:: Extrait du document ::

Insan veut aller « au-delà du système du garant », pour les employées de maison

Un séminaire de deux jours sur le droit de la main-d'œuvre domestique migrante a été organisé par l'association Insan à l'hôtel Rotana Hazmieh, sur le thème « au-delà du système du garant ».

MM. Charles Nasrallah, directeur d’Insan, et William Gois, coordinateur régional du Migrant Forum in Asia.


C'est à l'occasion de la Journée mondiale des droits de l'homme qu'Insan se penche sur la recherche de solutions alternatives au système du « kafil » (garant) en vigueur au Liban. Un système qui place la main-d'œuvre domestique migrante en position de grande vulnérabilité, face à un employeur qui peut user de son pouvoir pour commettre toutes sortes d'abus, depuis la confiscation du passeport jusqu'à la privation de liberté ou le travail forcé. Car, rappelons-le, la main-d'œuvre domestique est exclue du code du travail libanais.
« Je m'exprime au nom de toutes celles qui ne peuvent pas parler. » C'est ainsi que se présente Thérèse Pontillas, employée de maison philippine et activiste pour les droits de la main-d'œuvre domestique migrante au Liban. « Pourquoi sommes-nous des laissées-pour-compte ? Nous voulons pourtant qu'on nous écoute », lance-t-elle avec émotion.
Mme Pontillas dénonce l'immobilisme au sein de la société libanaise. « En cinq ans, rien n'a changé, constate-t-elle. Les suicides se poursuivent. Plus de 55 % des employées de maison travaillent plus de 12 heures par jour et n'ont même pas un jour de congé hebdomadaire. » Soucieuse de faire entendre sa voix et celle de ses pairs, elle évoque la nécessité pour les employées de maison d'être représentées face aux instances qui ont le pouvoir de changer les lois. Or en tant qu'étrangère, elle ne peut former un syndicat.
Elle s'est donc enrôlée, ainsi que bon nombre d'employées de maison de différentes nationalités, au sein de la Fédération nationale des syndicats des ouvriers et des employés au Liban (Fenasol), syndicat présidé par Castro Abdallah. Unies dans l'adversité, solidaires, bénéficiant du soutien d'un syndicaliste expérimenté, mais aussi de l'Organisation internationale du travail (OIT) qui leur assure des formations et d'associations comme Insan, KAFA ou Anti-racism Movement, les employées de maison migrantes apprennent à s'organiser, même si elles ne peuvent toujours pas voter ni se présenter aux élections
syndicales.

:: Lignes répertoriées ::
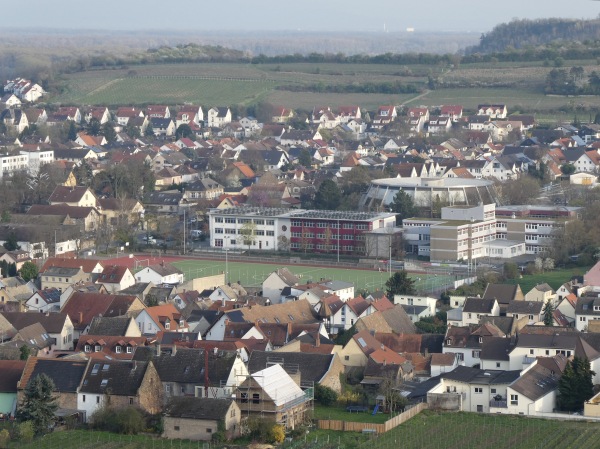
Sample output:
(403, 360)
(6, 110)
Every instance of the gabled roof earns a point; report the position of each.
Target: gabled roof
(52, 322)
(64, 194)
(312, 367)
(10, 374)
(541, 378)
(111, 326)
(66, 374)
(198, 408)
(113, 377)
(277, 385)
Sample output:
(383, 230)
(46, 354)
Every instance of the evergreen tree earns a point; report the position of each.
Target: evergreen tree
(547, 311)
(72, 133)
(39, 403)
(328, 196)
(403, 205)
(575, 385)
(400, 284)
(29, 271)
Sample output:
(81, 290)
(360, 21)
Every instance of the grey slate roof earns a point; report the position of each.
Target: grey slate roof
(198, 408)
(312, 367)
(109, 326)
(117, 377)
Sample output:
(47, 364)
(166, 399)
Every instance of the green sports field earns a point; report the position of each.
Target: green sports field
(252, 274)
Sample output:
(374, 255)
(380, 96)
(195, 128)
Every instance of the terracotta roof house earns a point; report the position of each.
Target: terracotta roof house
(83, 307)
(10, 373)
(79, 196)
(115, 278)
(165, 317)
(114, 326)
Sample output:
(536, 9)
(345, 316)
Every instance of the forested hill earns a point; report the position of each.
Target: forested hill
(532, 33)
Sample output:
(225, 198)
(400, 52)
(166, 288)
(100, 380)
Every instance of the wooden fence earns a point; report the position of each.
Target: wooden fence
(347, 426)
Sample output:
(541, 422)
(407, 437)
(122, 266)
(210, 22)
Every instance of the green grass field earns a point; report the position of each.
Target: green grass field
(212, 84)
(428, 430)
(554, 278)
(431, 430)
(340, 413)
(252, 274)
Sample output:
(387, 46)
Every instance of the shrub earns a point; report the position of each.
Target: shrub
(4, 438)
(127, 420)
(325, 395)
(26, 432)
(276, 434)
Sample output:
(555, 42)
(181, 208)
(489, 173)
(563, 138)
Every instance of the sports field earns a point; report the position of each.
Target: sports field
(253, 274)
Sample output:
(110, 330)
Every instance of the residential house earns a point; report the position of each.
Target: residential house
(10, 374)
(274, 284)
(530, 309)
(79, 196)
(161, 318)
(203, 373)
(162, 127)
(47, 300)
(475, 308)
(114, 326)
(83, 307)
(199, 419)
(58, 326)
(66, 374)
(273, 394)
(218, 117)
(158, 111)
(115, 278)
(535, 391)
(160, 274)
(314, 368)
(120, 384)
(503, 293)
(472, 390)
(492, 110)
(107, 347)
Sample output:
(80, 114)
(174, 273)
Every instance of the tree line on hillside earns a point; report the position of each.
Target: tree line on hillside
(523, 33)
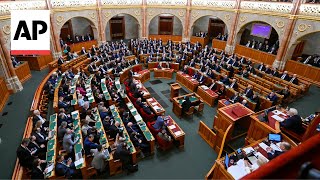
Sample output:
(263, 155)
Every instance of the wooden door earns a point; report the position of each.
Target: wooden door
(117, 28)
(165, 25)
(215, 27)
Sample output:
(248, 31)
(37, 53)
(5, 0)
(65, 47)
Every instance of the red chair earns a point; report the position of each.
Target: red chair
(147, 117)
(164, 145)
(153, 131)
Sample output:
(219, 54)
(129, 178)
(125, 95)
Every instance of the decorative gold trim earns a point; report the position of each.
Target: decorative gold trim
(75, 9)
(121, 7)
(270, 13)
(6, 29)
(303, 27)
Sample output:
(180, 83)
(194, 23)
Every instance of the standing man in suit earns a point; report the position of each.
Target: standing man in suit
(284, 76)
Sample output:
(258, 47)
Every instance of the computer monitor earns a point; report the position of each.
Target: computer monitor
(226, 161)
(275, 137)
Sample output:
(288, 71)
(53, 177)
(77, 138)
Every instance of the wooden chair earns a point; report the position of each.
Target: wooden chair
(190, 112)
(199, 109)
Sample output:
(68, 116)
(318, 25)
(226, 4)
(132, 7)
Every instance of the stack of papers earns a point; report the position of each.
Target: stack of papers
(178, 133)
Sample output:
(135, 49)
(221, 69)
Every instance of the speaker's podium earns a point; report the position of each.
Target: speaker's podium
(235, 115)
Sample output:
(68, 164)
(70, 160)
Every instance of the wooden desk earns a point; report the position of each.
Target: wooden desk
(115, 113)
(23, 72)
(143, 75)
(218, 44)
(165, 38)
(207, 95)
(177, 102)
(187, 81)
(142, 125)
(175, 88)
(4, 93)
(231, 115)
(260, 129)
(36, 62)
(155, 106)
(220, 172)
(202, 40)
(175, 131)
(163, 73)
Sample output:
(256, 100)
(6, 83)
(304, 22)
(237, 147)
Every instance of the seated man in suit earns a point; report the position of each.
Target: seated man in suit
(294, 80)
(147, 109)
(62, 103)
(273, 98)
(284, 146)
(186, 104)
(89, 144)
(24, 154)
(284, 76)
(245, 103)
(235, 98)
(67, 141)
(293, 122)
(213, 85)
(248, 92)
(159, 123)
(225, 80)
(285, 92)
(65, 168)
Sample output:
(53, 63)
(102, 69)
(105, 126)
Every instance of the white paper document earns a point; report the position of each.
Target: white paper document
(78, 162)
(50, 168)
(275, 147)
(263, 146)
(277, 118)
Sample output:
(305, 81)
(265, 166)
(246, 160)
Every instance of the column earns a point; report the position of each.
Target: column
(186, 33)
(100, 28)
(144, 19)
(231, 37)
(279, 62)
(13, 82)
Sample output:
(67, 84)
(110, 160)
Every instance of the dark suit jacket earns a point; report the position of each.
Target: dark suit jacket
(186, 105)
(293, 123)
(25, 157)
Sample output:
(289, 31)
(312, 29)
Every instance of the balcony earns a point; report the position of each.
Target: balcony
(72, 3)
(278, 7)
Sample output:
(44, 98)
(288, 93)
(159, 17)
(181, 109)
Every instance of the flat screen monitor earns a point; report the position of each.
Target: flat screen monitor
(226, 161)
(274, 137)
(261, 30)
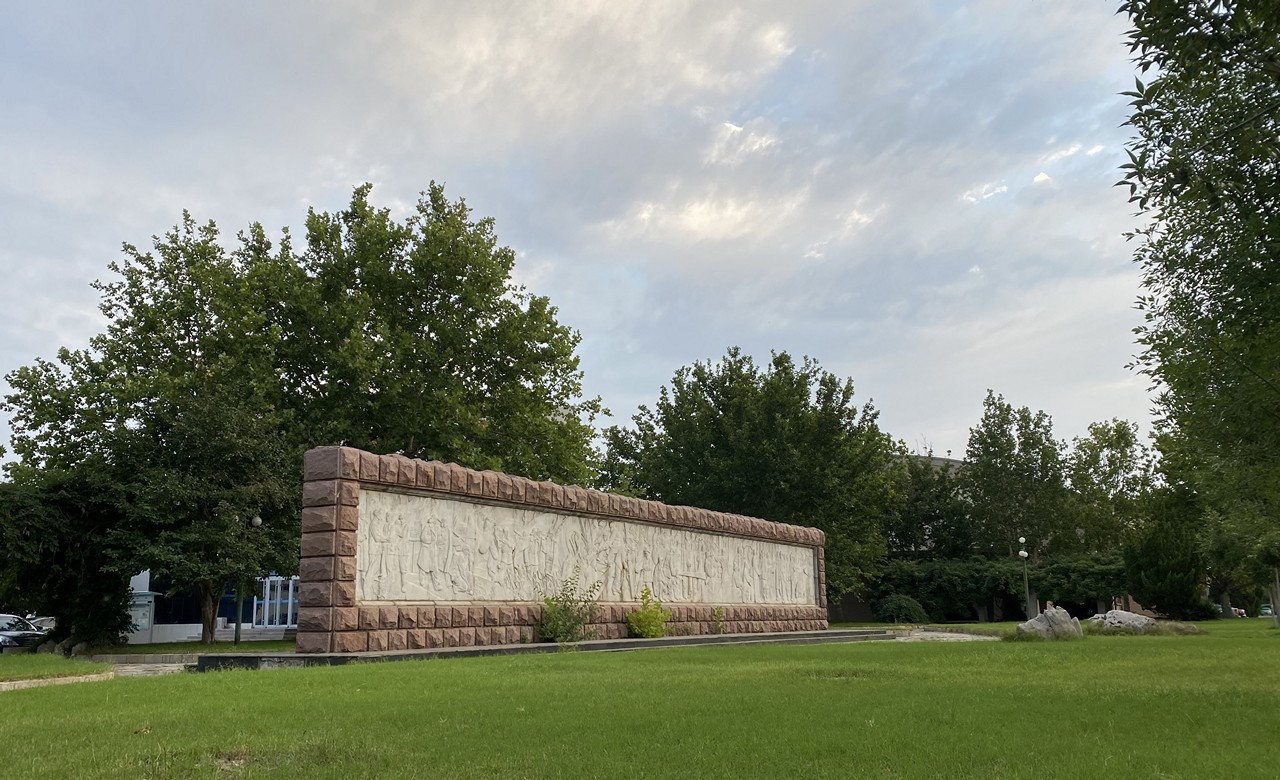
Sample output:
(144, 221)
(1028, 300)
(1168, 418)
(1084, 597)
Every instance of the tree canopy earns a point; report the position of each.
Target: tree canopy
(1202, 172)
(219, 366)
(786, 443)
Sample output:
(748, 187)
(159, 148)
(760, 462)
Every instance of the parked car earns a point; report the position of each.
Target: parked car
(18, 635)
(44, 624)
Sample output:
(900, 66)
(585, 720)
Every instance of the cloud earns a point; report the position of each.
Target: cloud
(818, 177)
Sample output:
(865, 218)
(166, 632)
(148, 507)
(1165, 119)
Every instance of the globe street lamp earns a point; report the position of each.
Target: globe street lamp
(255, 521)
(1032, 610)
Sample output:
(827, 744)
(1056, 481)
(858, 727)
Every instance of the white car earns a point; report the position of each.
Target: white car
(17, 635)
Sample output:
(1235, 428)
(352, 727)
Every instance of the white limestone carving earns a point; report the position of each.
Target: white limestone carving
(423, 548)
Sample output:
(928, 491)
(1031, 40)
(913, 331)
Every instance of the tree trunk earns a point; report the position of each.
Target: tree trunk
(209, 593)
(1275, 598)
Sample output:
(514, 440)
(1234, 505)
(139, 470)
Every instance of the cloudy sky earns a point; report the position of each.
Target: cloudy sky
(915, 194)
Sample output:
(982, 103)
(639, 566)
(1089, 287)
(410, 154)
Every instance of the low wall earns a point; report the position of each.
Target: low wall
(406, 555)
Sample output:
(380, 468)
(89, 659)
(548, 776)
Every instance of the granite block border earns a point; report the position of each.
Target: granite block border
(332, 621)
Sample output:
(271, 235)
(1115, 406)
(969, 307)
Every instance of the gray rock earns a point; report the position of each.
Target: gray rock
(1128, 621)
(1054, 623)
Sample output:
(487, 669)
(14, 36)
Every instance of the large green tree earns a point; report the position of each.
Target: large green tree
(219, 366)
(1110, 475)
(1014, 479)
(786, 443)
(933, 520)
(1203, 173)
(424, 346)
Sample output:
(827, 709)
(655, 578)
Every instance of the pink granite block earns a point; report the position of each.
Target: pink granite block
(346, 619)
(315, 619)
(343, 568)
(388, 617)
(407, 617)
(388, 469)
(314, 570)
(351, 642)
(315, 594)
(344, 593)
(310, 642)
(319, 519)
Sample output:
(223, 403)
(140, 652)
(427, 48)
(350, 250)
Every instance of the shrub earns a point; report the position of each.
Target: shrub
(567, 612)
(650, 620)
(900, 609)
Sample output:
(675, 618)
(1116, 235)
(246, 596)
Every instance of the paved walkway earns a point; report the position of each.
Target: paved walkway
(147, 670)
(936, 635)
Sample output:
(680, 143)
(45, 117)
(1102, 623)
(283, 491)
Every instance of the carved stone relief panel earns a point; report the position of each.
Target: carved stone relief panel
(423, 548)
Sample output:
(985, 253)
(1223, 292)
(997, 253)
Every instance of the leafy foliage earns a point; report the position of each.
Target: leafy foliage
(933, 520)
(423, 345)
(900, 609)
(219, 368)
(785, 443)
(649, 621)
(567, 612)
(1014, 479)
(55, 528)
(1202, 170)
(1164, 562)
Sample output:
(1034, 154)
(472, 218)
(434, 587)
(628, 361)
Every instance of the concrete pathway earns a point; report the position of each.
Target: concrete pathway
(942, 635)
(147, 670)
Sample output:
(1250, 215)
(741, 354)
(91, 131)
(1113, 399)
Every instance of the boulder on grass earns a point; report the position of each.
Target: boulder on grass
(1054, 623)
(1125, 621)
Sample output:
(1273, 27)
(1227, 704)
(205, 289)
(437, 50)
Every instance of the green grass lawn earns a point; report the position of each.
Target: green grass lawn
(30, 666)
(1205, 706)
(266, 646)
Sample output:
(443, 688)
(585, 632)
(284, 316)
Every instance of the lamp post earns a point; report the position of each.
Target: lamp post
(1032, 610)
(255, 521)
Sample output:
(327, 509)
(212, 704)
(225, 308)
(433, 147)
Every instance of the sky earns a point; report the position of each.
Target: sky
(917, 194)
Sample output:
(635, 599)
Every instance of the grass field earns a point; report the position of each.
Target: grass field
(30, 666)
(1110, 706)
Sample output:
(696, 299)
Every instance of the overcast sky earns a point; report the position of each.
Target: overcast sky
(915, 194)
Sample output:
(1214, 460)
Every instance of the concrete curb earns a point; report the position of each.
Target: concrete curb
(42, 682)
(296, 660)
(146, 657)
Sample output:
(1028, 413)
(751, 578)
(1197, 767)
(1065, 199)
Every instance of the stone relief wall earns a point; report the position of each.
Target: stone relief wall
(380, 573)
(425, 548)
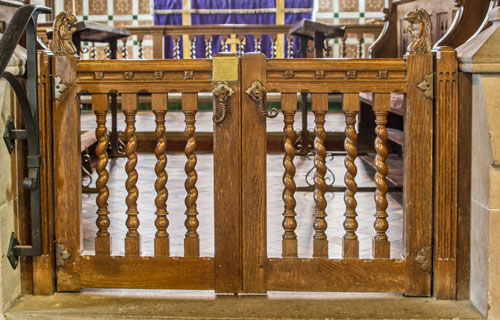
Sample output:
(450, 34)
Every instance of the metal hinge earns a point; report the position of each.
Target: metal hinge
(61, 254)
(424, 259)
(427, 86)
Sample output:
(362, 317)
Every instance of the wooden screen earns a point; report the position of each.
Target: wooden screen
(241, 263)
(409, 273)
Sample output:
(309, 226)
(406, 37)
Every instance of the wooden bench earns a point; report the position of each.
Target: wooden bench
(454, 22)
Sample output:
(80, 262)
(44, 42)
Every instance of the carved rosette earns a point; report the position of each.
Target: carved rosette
(62, 43)
(419, 30)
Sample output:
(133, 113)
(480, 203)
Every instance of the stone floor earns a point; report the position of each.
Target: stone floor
(176, 207)
(165, 304)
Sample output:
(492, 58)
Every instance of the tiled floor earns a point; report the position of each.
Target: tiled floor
(176, 207)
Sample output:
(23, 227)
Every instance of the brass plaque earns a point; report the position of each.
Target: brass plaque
(225, 68)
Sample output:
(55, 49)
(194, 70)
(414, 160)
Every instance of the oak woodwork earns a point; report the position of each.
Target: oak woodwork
(417, 192)
(103, 237)
(464, 182)
(350, 242)
(289, 242)
(159, 106)
(67, 173)
(254, 200)
(320, 242)
(133, 238)
(373, 275)
(227, 196)
(446, 178)
(44, 266)
(157, 272)
(381, 245)
(191, 240)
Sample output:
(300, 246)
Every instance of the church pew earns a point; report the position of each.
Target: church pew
(454, 22)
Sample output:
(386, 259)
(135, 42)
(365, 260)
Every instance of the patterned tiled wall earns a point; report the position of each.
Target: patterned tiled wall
(137, 12)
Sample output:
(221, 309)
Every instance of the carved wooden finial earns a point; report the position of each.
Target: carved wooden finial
(419, 29)
(62, 42)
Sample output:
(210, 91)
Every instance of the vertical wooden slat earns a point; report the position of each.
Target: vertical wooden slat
(446, 171)
(350, 242)
(254, 201)
(103, 238)
(227, 197)
(417, 190)
(289, 243)
(133, 238)
(380, 245)
(159, 106)
(44, 265)
(67, 174)
(320, 243)
(191, 240)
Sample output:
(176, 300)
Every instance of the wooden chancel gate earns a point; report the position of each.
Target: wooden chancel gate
(241, 263)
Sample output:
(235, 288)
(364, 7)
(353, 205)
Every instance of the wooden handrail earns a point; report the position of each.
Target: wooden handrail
(239, 30)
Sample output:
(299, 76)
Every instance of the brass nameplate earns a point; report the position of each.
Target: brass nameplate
(225, 69)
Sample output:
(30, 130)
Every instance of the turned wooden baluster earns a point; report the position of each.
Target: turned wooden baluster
(133, 238)
(342, 48)
(140, 49)
(381, 245)
(290, 47)
(350, 242)
(320, 243)
(159, 106)
(208, 47)
(274, 48)
(177, 47)
(103, 238)
(191, 240)
(289, 244)
(257, 41)
(241, 46)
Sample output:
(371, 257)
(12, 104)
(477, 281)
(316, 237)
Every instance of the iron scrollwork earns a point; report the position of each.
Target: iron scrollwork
(222, 92)
(258, 92)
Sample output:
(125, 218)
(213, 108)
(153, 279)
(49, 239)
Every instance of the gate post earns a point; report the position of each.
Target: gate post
(418, 131)
(254, 200)
(66, 155)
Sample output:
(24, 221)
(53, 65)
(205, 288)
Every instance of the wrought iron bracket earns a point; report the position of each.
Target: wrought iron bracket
(10, 252)
(10, 135)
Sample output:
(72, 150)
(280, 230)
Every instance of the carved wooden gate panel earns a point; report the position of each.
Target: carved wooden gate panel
(409, 274)
(77, 269)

:: Exercice écrit ::
Qui préside la Fenasol, selon l'extrait consacré au séminaire d'Insan sur les employées de maison ?

:: Tâche réalisée ::
La Fenasol est présidée par Castro Abdallah.